Selected text:
——————

Posted by: Kingsguru21 | June 24, 2011

Why I do agree with trading for John Salmons for now…….

It’s clear that a certain segment, if not majority, are not necessarily happy with the return of John Salmons. Let me use one of the best known fans, if not the best known fan, named Tom Ziller to illustrate my point.

While I’m at it, this isn’t a personal issue at all. It’s more of a style difference in seeing basketball. I definitely will never judge a trade based on terms of PER when it’s basketball related (if it’s a financial trade the issue is moot). I hate PER. Always have had in fact. I don’t need a statistic to tell me how much better LeBron James, Dwight Howard or Dwyane Wade are than the rest of the NBA. And, I have no way to really gauge who is more valuable in a context setting like John Salmons vs Beno Udrih. So here we go……


Reading TZ’s piece on Sactown Royalty on the surface makes a lot of points. Beno Udrih had a better statistical season that in turn showed a higher measure of ability to make a difference in a victory.

Let me state one thing right off the bat: I’d rather win the trade on the court than in public perception. Public perception is fickle and is ever-changing; on the court is how NBA teams are ultimately judged.

And, for that matter, I get that this is about making the Kings on the court. That, things like PER, are not illustrating Salmons to be a better player than Udrih. All of which is good fine & dandy. I have no problem with any of these metrics in existence or being cited. I just don’t agree with concluding something off PER or Win Shares strictly as a reason to say that Beno Udrih is clearly better than John Salmons. This isn’t clear nor is it a foregone conclusion. Both have different strengths and weaknesses. Salmons is an upgrade for the Kings at the SF spot no matter how you look at him today. Much of the reaction that I seen that is negative is centered around 2 reasons: 1) Not maximizing a value of an asset like Beno Udrih 2) That Beno is still more valuable even if you take Jimmer with the 7th pick.

Regarding #1: I like Beno. I’ve stated as much here, other places such as StR and Twitter, and I’ve said multiple times I didn’t want to draft a 4th G. And, well, Geoff Petrie agreed. He traded the current 3rd G (Beno) for a newer cheaper 3rd G (Jimmer) and traded Beno for a SF in Salmons who will no doubt be better than, in all probability, the best SF the Kings could have drafted in Kawhi Leonard. It’s really that simple; it was never Beno & Jimmer in a 4 Guard rotation. It was Udrih/Leonard against Salmons/Fredette. The way I look at it, Jimmer is not necessarily a complete downgrade from Beno although I’d still be surprised if Jimmer Fredette has a better season next than Beno Udrih.


If asked, I would say that I firmly believe that I think the Kings had Kawhi Leonard, Alec Burks & Jimmer Fredette as the top 3 on their draftable board (guys they would get wherever they drafted; in this case 10). Now, under different scenarios each provided something different. [UPDATE: I’m aware the Kings were debating Kemba Walker and Klay Thompson there as well. But, not necessarily because they were that much better than Burks or Leonard.] Of the 3, I believe Burks had the most talent, but questions of shooting/playing defense at the SF spot probably eliminated Burks pretty quickly from the discussion.

——————

What this exercise asks:
[A] Answer these questions about the blog post on the John Salmons trade:
(i) Which statistic does the writer say he hates?
(ii) Which player did the Kings trade away to get Salmons?
(iii) Which three players does the writer believe were the top 3 on the Kings' draftable board?
[B] Print word for word the part of the blog post on the John Salmons trade starting at "And, for that" and ending at "the 7th pick.".
[C] Write what comes next in the blog post on the John Salmons trade, picking up after its final sentence.
The data that comes next has no connection to the blog post about the John Salmons trade.

Data provided:

——————

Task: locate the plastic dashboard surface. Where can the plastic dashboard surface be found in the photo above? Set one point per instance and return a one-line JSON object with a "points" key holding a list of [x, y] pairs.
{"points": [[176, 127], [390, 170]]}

——————

Responses in order:
[A]
(i) PER
(ii) Beno Udrih
(iii) Kawhi Leonard, Alec Burks and Jimmer Fredette

[B]
And, for that matter, I get that this is about making the Kings on the court. That, things like PER, are not illustrating Salmons to be a better player than Udrih. All of which is good fine & dandy. I have no problem with any of these metrics in existence or being cited. I just don’t agree with concluding something off PER or Win Shares strictly as a reason to say that Beno Udrih is clearly better than John Salmons. This isn’t clear nor is it a foregone conclusion. Both have different strengths and weaknesses. Salmons is an upgrade for the Kings at the SF spot no matter how you look at him today. Much of the reaction that I seen that is negative is centered around 2 reasons: 1) Not maximizing a value of an asset like Beno Udrih 2) That Beno is still more valuable even if you take Jimmer with the 7th pick.

[C]
So the next question became: Do you get better next season by bringing in a veteran SF (Salmons or someone else) on the cheap until Kawhi Leonard is ready? Well, let me ask this question instead: Doesn’t Desmond Mason, Ime Udoka, Antoine Wright, and Francisco Garcia beg to differ with this conclusion? After all, haven’t the Kings tried this group of journeyman players at the SF spot with little to no variant results? A real upgrade was needed.

I think the real question then became who, between Fredette & Leonard, would be more likely to contribute to the team without the Kings taking a step back, as a rookie. Leonard’s weaknesses (namely perimeter shooting and inefficient offense while @ SDSU), probably made the Kings believe he would need some time to fully adapt to a role-playing like role. That time to adapt would cost them games, and they weren’t willing to select a player who really projected to be a role player, possibly a super role player, and wait for development on that front.

Jimmer Fredette has no real adaption of role to make at the NBA level other than he won’t get to shoot 25 times a game every time out. But, at the same time, when Jimmer does come on the court he’ll be expected to score the ball and make passes that really every NBA player should make every time they are on the court.

Which is more likely? Jimmer to succeed in a scaled down role that he had at BYU with the Kings or Kawhi Leonard scaling down his offensive role AND becoming a mid to high 30’s 3 pt shooter by next season?

I don’t think the Kings really felt that Jimmer Fredette or Kawhi Leonard really separated themselves; they were role players who just offered separate things. It’s just that Kawhi Leonard has a curve he will have to adjust to in the NBA, and I believe, note this is just my belief, that Petrie and his staff felt that this curve would be a lot to ask out of a rookie to make up for recent ills at the spot he’s being asked to shore up. Jimmer would be asked to play a role; Kawhi would have been asked to been the godsend at the SF spot and reverse a negative trend that had been happening for the last 2 1/2 seasons.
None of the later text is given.